Disadvantage: If one circuit develops a fault and trips its RCD, all circuits on that RCD lose power — up to half the property can go dark from a single nuisance trip. For households with medical equipment, alarm systems, or refrigeration, this is a significant drawback.
Fully RCBO Boards
Each circuit has its own RCBO (Residual Current Breaker with Overload), which combines RCD and MCB protection in a single device. A fault on one circuit trips only that circuit’s RCBO.
Advantage: Maximum circuit discrimination — a fault on the kitchen ring main does not affect lighting or the freezer.
Disadvantage: Higher initial cost. However, the cost premium over a dual RCD board has reduced as RCBO prices have come down.
Fully RCBO boards are now the recommended specification for most domestic installations. The Hager VML106 consumer unit is a well-regarded metal enclosure board designed for RCBO-only configurations.
High Integrity Boards
A high integrity (or split load with RCBOs on critical circuits) board combines both approaches — typically RCBOs on essential circuits and shared RCD protection on non-critical circuits. Less common with the falling cost of full RCBO boards.
How Many Ways?
Specify more ways than you currently need. Upgrading a consumer unit to accommodate additional circuits later requires the board to be isolated, the work to be certified, and the meter tails to be disconnected — a job that typically involves the DNO. The cost of fitting a larger board from the outset is small compared to the cost of replacing it later.
A typical 3-bedroom house in 2026 requires:
- 2 ring main circuits (upstairs and downstairs)
- 2–3 lighting circuits
- Cooker circuit (45A)
- Shower circuit (40–50A depending on rating)
- EV charger (32A — now common even if not currently installed)
- Garage or outdoor circuit
- Spare ways for future circuits
That totals 10–13 ways before spares. A 16-way board is a sensible minimum for most new builds and full rewires. 18-way and 20-way boards are appropriate for larger properties.
Type A vs Type B Protection
This is a common area of confusion and increasingly important as households add electronic equipment.
Type AC devices detect sinusoidal alternating residual current. This was historically standard but is no longer appropriate as the only protection type in most modern installations.

# Recorded data
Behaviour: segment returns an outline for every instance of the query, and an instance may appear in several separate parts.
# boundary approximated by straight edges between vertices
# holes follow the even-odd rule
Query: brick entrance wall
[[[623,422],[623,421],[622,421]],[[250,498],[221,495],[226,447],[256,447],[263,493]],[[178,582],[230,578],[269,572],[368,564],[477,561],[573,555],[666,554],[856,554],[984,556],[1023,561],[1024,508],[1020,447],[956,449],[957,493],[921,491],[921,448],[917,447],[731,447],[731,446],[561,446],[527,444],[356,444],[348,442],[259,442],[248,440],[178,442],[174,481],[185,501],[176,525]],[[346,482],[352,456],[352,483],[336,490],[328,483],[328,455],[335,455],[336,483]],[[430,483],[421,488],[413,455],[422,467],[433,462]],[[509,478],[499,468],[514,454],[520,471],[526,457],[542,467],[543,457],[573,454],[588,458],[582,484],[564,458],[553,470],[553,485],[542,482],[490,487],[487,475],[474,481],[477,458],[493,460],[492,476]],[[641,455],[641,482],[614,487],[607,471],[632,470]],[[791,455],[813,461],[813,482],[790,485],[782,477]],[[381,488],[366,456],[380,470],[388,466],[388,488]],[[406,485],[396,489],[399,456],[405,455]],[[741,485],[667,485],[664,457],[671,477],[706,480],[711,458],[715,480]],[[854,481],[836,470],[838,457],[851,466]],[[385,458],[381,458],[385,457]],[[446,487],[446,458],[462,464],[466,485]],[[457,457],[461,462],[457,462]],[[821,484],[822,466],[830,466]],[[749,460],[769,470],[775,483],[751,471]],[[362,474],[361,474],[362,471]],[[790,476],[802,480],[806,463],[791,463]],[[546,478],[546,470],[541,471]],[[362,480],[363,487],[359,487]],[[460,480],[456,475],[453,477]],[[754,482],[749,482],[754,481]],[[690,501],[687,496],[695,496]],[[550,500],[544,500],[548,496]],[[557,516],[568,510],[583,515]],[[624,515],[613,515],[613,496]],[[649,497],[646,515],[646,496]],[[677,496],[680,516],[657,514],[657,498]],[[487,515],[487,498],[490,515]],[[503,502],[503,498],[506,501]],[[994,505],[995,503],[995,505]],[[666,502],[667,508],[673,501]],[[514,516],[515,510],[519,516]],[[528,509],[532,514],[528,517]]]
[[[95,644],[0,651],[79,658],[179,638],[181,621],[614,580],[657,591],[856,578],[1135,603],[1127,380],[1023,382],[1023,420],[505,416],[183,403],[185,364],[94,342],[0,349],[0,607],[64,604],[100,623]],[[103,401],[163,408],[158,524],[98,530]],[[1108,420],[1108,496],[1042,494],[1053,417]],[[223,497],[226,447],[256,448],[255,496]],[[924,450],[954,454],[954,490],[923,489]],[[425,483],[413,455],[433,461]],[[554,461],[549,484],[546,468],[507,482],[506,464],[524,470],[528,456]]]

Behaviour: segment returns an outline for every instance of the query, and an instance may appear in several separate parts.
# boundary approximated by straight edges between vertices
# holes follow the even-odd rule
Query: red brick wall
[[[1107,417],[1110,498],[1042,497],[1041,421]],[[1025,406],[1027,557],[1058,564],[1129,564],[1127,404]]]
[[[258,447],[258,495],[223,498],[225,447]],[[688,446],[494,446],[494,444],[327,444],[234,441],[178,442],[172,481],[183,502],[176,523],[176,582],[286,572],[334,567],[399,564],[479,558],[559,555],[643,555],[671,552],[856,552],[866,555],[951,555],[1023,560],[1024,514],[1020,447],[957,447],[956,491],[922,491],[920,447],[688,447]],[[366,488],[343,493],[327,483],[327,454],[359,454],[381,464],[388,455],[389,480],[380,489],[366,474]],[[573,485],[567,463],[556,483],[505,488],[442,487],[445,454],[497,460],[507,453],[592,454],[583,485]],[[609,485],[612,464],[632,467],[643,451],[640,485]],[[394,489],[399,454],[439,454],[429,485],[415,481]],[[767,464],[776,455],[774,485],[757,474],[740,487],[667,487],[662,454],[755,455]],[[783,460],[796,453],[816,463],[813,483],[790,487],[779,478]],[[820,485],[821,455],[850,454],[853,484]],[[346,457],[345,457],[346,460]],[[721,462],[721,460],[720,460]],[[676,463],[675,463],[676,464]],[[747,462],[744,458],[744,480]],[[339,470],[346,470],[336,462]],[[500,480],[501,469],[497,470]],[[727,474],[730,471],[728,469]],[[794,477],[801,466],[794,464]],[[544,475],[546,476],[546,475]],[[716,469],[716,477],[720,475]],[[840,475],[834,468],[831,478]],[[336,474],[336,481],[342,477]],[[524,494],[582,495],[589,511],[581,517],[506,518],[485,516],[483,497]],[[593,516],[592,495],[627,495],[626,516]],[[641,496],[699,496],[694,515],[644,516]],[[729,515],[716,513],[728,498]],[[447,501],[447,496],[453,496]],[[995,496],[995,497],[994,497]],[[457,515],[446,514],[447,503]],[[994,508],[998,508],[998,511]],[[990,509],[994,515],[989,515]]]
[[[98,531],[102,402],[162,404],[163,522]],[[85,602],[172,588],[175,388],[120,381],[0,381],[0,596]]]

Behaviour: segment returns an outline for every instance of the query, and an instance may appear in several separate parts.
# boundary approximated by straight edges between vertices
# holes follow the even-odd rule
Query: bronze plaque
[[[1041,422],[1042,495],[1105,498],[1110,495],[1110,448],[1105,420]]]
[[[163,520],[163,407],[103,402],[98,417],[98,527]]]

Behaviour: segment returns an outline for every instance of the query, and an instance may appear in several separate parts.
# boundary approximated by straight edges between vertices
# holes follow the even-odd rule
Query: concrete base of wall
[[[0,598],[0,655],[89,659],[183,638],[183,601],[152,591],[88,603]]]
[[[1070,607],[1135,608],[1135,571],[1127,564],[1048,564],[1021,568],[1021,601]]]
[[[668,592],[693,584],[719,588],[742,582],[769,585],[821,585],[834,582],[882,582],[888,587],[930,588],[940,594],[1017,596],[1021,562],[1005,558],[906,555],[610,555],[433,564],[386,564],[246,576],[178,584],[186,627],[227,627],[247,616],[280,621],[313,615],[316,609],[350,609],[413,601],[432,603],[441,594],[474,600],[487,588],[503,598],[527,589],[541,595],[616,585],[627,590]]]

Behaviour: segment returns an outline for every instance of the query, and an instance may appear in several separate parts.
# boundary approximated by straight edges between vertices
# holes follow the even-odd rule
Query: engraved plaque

# Tasks to complete
(a) Translate this sentence from the consumer unit passage into Spanish: "A 16-way board is a sensible minimum for most new builds and full rewires."
(b) According to the consumer unit passage, what rating is given for the cooker circuit in a typical 3-bedroom house?
(c) Continue the consumer unit passage from its last sentence, which ends "in most modern installations."

# Responses to the exercise
(a) Un cuadro de 16 vías es un mínimo razonable para la mayoría de las obras nuevas y de las renovaciones completas del cableado.

(b) 45A.

(c)
Type A devices detect sinusoidal AC and pulsating DC residual currents. Type A is required — and specifically called out in BS 7671 — for circuits serving equipment with electronic components, including washing machines, dishwashers, EV chargers, heat pumps, and solar inverters. This is now the minimum standard for most circuits.
Type B devices detect all residual current waveforms, including smooth DC — required for 3-phase EV chargers and certain solar and battery inverter installations.
Use Type A RCBOs as the default for modern domestic installations. The Chint RCBO Type A B16 and Wylex NHXS1B20 RCBO Type B 20A cover the most common requirements.
Main Switch Rating
The main isolator rating must equal or exceed the prospective load. 100A is the standard for most properties with a 100A supply fuse. 80A may be appropriate for smaller properties or where a 60A DNO fuse is in place — confirm the DNO fuse rating before specifying.
Where an EV charger with load management is installed, or where solar export and battery storage are present, consider whether the main switch rating and the incoming meter tails are rated correctly for future demand.
Key Brands
Quality consumer units for domestic installation come from a relatively small number of reliable manufacturers:
- Hager — well-regarded build quality, good RCBO availability across Type A and B
- Schneider Electric (Acti9) — widely used by contractors, broad product range
- Wylex — long-established UK brand, popular for split load and RCBO boards
- Chint — competitive pricing, acceptable quality for RCBOs and MCBs
- Legrand — premium product, used in higher-specification installations
Regulatory Note
Consumer unit installation and replacement in domestic properties is notifiable work under Part P of the Building Regulations. The work must be carried out by a competent person registered with an approved scheme (NICEIC, NAPIT, etc.) or notified to the local authority building control. Issue an Electrical Installation Certificate on completion.